> _WHAT YOU NEED TO DO_
**1)** In the case-study summary on pandemic resilience below, how did activists in India deliver ARVs in hard-to-reach areas?
**2)** Extend the case-study summary on pandemic resilience below by writing what follows its final bullet.

> _TEXT SEGMENT_

Read about examples of community resiliency, flexibility, and creativity during the pandemic as highlighted in a series of case studies.

Global Snapshot
    • The “One Egg a Day” crowdfunding initiative, started by an organization of people who use drugs in Vietnam, raised support for food, clothes, and cash for hundreds of affected families.
    • Using informal crowd-funding initiatives, sex workers in Australia, Thailand, Ukraine, and many other locations raised funds to provide accommodations for sex workers who were evicted for defaulting on their rent.
    • In Durban, South Africa, a new harm-reduction center offering clean needles and other services was established through an innovative, first-ever public-private collaboration.
    • In Barcelona, Spain, a harm-reduction organization extended the hours of operation for its drop-in center, resulting in a higher number of women and gender non-conforming people accessing the facilities; provided an expanded range of services to meet the needs of clients, including support initiatives for self-healing, bonding, wisdom sharing, self-defense, and solidarity; and enabled clients to access a new shelter with a safe consumption site, run by the municipality and another NGO.
    • In India, activists creatively secured essential service permits and started delivering ARVs on motorbikes in hard-to-reach areas. This helped to prevent ARV disruptions at a time when many PLWH could not attend ARV clinics due to lockdowns and travel restrictions that made it impossible to use public transport.
    • Virtual rapid clinic surveys were conducted in Nepal to influence health access advocacy needs for PLWH.
    • Harm reduction groups in China mobilized to transport methadone across the border for use in Myanmar.
    • MSF set up outdoor gazebos at existing primary clinics to enable quick and safe COVID-19 screening.
    • An adaptation that didn’t work: The City of Cape Town created a forced isolation site for homeless people during the pandemic without consulting groups on the ground or public health specialists. The initiative was a colossal failure and has since closed.

> _STUDY MATERIAL_
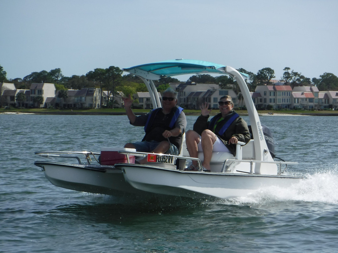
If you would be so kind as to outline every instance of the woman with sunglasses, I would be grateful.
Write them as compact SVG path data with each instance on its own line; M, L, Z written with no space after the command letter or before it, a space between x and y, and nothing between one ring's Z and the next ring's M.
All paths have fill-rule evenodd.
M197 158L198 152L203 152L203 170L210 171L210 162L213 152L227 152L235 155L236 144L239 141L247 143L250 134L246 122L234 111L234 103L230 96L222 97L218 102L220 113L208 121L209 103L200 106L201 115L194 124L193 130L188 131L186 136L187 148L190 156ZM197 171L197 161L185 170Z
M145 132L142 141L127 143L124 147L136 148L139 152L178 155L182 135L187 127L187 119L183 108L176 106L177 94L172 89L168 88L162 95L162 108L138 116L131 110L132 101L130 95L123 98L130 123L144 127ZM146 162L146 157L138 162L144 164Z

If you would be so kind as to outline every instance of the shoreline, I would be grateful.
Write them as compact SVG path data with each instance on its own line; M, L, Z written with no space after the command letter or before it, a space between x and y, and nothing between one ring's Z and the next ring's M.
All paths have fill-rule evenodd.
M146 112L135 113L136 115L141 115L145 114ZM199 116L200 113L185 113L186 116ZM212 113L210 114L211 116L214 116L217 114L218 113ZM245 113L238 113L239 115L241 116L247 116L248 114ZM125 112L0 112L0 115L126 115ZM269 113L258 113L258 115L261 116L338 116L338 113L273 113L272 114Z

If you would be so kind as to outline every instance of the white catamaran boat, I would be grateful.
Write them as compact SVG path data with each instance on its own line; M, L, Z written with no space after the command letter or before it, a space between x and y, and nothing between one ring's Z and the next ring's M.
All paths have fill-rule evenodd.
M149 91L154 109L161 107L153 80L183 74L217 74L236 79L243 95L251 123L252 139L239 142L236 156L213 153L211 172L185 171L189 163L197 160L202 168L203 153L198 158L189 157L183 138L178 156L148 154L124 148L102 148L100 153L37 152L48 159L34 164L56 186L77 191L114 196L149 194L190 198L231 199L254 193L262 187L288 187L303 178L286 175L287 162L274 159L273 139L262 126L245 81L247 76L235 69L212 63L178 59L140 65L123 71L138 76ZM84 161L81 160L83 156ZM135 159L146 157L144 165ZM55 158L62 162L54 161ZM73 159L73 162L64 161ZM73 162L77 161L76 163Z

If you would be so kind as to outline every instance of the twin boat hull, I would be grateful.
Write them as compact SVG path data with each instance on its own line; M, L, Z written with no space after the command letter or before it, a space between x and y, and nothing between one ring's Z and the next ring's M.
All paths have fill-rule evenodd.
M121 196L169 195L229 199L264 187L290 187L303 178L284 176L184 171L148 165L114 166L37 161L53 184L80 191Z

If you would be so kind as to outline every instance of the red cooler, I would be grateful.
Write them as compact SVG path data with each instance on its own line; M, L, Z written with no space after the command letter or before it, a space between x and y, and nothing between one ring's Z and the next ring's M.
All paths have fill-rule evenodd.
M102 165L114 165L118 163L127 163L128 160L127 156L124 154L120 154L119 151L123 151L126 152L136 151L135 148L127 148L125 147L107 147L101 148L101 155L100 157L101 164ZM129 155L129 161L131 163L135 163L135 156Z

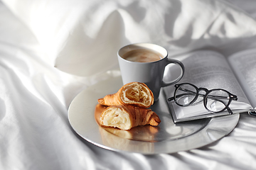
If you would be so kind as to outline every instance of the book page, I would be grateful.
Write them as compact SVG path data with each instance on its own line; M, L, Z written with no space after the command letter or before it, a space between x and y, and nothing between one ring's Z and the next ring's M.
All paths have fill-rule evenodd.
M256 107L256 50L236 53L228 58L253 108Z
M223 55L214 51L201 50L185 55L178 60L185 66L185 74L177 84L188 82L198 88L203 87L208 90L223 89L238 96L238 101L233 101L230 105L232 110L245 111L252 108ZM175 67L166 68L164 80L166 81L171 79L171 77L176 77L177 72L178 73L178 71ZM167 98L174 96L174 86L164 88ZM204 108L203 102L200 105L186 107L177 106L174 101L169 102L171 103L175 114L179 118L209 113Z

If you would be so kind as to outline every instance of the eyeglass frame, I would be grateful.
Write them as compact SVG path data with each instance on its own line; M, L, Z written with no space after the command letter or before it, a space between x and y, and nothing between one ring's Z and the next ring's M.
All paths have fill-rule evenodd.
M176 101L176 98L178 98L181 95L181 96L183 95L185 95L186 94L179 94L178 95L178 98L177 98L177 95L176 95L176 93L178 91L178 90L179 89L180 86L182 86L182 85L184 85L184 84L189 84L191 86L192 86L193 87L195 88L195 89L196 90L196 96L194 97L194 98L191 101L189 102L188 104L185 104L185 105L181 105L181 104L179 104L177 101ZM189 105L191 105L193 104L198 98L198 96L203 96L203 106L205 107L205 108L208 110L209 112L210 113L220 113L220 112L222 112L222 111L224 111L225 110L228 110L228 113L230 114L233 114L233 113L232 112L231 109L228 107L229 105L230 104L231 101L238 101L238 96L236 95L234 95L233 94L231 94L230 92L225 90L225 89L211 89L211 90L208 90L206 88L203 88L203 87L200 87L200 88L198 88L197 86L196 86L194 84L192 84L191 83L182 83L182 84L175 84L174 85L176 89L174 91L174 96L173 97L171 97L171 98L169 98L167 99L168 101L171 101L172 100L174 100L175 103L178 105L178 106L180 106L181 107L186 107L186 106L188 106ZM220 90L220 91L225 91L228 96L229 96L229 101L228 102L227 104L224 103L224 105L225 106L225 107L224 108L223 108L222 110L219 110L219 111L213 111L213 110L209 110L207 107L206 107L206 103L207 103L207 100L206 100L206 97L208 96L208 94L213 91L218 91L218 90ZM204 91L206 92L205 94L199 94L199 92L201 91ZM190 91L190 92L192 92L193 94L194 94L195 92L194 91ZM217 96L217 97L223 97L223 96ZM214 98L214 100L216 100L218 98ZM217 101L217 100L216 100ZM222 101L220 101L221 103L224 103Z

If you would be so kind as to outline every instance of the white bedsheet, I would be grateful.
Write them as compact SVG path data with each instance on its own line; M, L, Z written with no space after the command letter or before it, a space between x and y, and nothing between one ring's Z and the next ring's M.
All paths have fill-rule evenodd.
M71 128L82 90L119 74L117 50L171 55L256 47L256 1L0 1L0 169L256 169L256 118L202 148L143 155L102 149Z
...
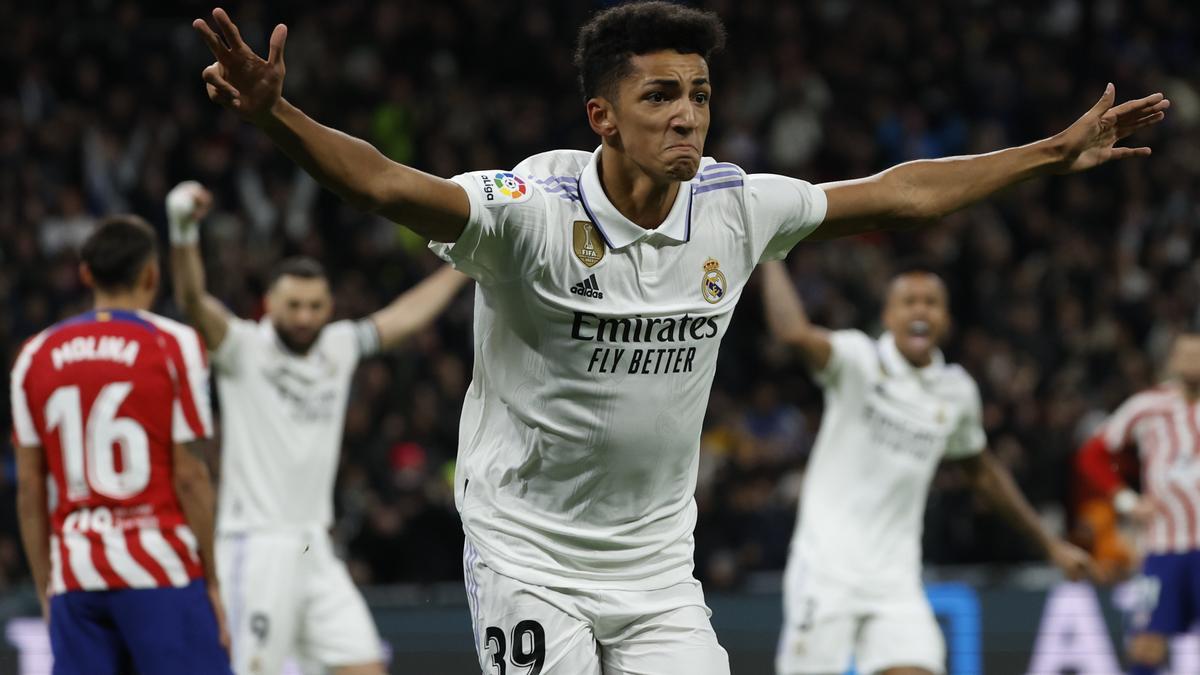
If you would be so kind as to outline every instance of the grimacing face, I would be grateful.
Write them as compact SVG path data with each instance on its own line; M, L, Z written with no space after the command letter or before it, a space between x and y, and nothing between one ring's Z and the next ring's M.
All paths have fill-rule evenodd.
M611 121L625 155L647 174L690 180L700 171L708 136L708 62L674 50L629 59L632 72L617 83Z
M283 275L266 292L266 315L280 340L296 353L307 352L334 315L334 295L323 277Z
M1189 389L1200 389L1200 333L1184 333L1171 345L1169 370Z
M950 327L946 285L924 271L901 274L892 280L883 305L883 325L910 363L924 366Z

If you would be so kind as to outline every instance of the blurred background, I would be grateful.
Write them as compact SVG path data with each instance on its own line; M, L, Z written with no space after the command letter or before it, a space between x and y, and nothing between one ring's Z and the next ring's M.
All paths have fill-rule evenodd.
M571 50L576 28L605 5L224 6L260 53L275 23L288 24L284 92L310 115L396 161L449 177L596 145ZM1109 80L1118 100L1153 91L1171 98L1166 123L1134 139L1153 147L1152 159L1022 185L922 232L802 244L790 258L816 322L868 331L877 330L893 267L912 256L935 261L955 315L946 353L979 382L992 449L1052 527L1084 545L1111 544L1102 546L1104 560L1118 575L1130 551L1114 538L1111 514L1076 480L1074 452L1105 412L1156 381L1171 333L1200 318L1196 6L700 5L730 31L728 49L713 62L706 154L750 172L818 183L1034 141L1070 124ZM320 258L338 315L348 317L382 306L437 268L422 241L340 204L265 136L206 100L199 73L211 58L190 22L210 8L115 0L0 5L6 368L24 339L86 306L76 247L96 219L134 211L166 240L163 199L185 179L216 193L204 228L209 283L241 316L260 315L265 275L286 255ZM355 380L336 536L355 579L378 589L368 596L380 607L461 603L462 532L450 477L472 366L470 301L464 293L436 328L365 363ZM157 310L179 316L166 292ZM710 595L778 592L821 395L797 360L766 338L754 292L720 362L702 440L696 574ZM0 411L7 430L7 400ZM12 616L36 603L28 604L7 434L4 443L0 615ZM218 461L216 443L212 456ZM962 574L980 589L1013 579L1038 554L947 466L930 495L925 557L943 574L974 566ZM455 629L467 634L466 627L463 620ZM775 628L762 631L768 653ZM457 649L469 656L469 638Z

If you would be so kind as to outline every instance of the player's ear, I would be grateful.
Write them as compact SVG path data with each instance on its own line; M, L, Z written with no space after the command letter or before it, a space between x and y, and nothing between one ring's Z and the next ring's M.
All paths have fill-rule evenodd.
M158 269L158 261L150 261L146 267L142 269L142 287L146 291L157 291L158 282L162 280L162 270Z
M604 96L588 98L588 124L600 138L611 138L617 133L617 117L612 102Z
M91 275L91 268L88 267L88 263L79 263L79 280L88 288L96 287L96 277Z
==
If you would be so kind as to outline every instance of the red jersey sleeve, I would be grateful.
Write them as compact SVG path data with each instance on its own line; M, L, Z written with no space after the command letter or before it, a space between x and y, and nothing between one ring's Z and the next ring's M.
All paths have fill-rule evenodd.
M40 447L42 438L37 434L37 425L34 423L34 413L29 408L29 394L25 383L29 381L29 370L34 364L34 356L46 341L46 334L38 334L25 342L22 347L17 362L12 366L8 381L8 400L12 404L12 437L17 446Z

> _RESULTS FOR EACH TASK_
**1)** They delivered ARVs on motorbikes.

**2)**
U.S. Snapshot
  • Harm reduction organizations in West Virginia, San Francisco, and Baltimore added community housing programs to their outreach and syringe exchange services.
  • Harm reduction programs modified their drop-in services to outdoor spaces.
  • CBOs that provided case management services added food pantries and food delivery programs.
  • To help people reentering the community due to overcrowding in jails, a Chicago corrections program modified its services to provide technology devices and training.
  • A CBO in Selma, Alabama, started a community garden to help people obtain fresh produce.
  • A CBO in Memphis, Tennessee, pivoted to create sex worker safety kits.
  • The COMPASS Initiative Break Room created a weekly virtual hangout space to increase connections and decrease stigma in the U.S. South.
  • The Coalition for Rights and Safety for People in the Sex Trade in Seattle achieved a breakthrough in long-standing advocacy to revoke a “loitering order” that criminalized sex workers amid COVID-19.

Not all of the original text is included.